## Exercise
Lay out part of the material as a numbered list, with blank lines left out. Begin at the line that contains "Each instance of the navy" and stop after the line that contains "x=282 y=512", including both of those lines.

## Items stored from a collection
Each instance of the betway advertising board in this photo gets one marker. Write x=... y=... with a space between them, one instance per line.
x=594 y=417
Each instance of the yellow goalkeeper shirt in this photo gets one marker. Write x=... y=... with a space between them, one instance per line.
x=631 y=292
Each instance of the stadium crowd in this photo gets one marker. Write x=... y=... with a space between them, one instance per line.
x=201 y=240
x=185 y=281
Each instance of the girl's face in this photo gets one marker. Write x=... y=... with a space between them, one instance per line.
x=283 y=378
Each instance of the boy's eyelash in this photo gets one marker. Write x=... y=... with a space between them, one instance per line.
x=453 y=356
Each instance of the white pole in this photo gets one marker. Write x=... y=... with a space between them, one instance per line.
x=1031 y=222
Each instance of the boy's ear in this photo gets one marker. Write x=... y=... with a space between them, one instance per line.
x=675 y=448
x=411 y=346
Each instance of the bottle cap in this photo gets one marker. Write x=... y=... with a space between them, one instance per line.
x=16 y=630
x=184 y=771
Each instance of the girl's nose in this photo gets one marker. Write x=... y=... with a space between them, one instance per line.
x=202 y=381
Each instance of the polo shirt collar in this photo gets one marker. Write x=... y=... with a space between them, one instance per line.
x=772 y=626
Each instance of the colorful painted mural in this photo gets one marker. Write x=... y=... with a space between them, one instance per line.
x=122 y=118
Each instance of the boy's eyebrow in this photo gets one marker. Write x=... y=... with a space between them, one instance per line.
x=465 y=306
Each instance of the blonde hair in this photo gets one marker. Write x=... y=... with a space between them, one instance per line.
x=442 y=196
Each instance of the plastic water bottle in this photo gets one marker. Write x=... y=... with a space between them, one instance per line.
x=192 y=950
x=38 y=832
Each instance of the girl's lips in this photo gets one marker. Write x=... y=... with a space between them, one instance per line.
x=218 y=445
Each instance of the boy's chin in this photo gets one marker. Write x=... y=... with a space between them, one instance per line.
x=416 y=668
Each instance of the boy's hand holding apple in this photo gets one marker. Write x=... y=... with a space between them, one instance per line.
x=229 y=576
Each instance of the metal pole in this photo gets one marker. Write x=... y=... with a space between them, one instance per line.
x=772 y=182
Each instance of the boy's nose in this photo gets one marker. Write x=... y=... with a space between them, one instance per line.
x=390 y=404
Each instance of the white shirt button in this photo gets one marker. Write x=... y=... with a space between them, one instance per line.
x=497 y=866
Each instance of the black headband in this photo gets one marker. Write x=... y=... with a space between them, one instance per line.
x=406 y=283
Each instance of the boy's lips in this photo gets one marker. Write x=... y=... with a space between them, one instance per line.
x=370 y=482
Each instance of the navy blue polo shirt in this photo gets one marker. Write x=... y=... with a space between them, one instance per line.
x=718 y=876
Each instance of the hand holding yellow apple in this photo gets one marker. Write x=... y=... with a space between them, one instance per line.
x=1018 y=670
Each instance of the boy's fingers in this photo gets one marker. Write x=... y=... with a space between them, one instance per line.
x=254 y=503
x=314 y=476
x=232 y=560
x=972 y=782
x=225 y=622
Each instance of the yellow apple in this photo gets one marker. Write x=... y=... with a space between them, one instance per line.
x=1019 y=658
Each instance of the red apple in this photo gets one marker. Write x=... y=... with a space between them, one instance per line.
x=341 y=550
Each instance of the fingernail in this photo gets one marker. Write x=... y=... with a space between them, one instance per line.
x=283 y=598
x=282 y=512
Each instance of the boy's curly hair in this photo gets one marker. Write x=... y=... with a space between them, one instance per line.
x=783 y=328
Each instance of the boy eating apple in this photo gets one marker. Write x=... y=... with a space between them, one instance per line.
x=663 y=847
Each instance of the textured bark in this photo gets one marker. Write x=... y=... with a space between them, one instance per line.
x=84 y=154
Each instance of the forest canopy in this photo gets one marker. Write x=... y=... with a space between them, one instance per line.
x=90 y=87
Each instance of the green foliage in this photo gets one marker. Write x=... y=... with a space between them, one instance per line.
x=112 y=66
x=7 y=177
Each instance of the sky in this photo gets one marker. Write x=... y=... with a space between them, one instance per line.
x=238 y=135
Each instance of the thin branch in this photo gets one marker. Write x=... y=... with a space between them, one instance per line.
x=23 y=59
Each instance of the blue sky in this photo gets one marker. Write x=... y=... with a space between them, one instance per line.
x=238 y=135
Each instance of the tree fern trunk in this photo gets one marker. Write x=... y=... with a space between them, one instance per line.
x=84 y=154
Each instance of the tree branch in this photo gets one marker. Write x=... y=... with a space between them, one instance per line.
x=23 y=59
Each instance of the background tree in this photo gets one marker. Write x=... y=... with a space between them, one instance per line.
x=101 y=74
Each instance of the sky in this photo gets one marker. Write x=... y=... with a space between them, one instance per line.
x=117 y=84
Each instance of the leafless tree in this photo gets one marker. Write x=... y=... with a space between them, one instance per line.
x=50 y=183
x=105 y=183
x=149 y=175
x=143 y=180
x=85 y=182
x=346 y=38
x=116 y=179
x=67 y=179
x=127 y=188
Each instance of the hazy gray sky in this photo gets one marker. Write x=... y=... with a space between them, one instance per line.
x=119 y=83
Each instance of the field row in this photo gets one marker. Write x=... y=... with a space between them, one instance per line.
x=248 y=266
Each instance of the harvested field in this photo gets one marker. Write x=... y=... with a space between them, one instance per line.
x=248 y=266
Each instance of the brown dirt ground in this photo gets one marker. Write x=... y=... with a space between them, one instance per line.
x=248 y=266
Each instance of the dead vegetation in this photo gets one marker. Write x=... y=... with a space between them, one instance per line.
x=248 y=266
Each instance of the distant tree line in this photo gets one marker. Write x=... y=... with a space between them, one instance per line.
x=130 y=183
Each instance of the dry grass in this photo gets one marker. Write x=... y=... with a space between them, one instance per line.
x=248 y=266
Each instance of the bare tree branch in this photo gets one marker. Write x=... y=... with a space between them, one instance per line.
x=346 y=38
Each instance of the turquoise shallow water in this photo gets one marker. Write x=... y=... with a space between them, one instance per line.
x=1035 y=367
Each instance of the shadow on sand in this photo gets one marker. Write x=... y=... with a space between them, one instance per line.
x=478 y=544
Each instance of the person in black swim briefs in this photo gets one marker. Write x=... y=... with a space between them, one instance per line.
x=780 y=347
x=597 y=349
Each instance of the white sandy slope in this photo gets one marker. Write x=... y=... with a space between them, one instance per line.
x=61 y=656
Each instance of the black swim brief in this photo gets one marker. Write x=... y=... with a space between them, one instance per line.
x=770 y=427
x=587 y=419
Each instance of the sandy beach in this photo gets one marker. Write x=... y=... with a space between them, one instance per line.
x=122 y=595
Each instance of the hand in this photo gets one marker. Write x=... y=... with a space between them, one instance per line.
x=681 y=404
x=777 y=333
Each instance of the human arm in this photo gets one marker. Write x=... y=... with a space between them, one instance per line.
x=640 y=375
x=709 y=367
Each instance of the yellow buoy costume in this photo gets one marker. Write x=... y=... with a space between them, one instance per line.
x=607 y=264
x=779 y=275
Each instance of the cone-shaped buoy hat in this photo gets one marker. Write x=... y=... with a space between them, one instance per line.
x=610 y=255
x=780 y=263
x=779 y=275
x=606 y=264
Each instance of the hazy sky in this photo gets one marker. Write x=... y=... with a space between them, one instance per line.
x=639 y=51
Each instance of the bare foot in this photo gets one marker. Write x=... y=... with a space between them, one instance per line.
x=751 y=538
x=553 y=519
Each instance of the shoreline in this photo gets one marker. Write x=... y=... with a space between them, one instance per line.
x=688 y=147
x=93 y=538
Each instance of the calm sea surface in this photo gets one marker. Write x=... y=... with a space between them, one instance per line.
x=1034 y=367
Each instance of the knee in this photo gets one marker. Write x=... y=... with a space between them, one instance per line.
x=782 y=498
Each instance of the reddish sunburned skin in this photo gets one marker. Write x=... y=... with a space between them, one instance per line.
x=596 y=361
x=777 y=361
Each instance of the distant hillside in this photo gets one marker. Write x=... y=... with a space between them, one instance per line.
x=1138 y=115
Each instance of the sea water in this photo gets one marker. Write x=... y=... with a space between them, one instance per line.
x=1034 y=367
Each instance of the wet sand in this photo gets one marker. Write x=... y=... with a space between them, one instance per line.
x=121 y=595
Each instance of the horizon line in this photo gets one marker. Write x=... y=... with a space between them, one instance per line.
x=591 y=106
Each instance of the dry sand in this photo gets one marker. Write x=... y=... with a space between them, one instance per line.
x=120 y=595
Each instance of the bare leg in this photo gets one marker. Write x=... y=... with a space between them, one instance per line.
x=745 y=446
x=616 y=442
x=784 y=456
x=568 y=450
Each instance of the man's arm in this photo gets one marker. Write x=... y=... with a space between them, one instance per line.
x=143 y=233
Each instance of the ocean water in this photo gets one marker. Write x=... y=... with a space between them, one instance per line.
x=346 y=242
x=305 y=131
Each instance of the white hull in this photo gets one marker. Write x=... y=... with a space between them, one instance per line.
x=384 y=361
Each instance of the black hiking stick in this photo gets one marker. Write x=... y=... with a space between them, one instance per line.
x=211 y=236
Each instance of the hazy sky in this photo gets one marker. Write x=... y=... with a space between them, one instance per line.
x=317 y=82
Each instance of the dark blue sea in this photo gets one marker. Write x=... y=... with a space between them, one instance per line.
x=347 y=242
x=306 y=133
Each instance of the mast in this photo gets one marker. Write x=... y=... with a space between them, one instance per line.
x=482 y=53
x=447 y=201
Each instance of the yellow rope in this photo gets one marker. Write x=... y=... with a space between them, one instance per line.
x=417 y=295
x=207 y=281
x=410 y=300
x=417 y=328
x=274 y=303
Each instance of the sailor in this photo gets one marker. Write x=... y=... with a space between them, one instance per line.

## Final answer
1. Each instance of the navy blue polo shirt in this photo gets one marker. Write x=... y=... with a space between them, one instance per line.
2. x=718 y=876
3. Each instance of the hand holding yellow apple in this photo gets one marker. Write x=... y=... with a space between them, one instance per line.
4. x=1018 y=670
5. Each instance of the boy's fingers in this photo gets one marker. Write x=... y=... with a space between them, one instance per line.
6. x=254 y=503
7. x=314 y=476
8. x=232 y=560
9. x=972 y=782
10. x=225 y=622
11. Each instance of the yellow apple in this photo gets one marker. Write x=... y=... with a space between them, one instance per line.
12. x=1019 y=658
13. Each instance of the red apple in this photo gets one marker. Write x=... y=... with a space between them, one instance per line.
14. x=341 y=550
15. Each instance of the fingernail in this photo gets one marker. Write x=... y=... with a space between them, one instance per line.
16. x=283 y=598
17. x=282 y=512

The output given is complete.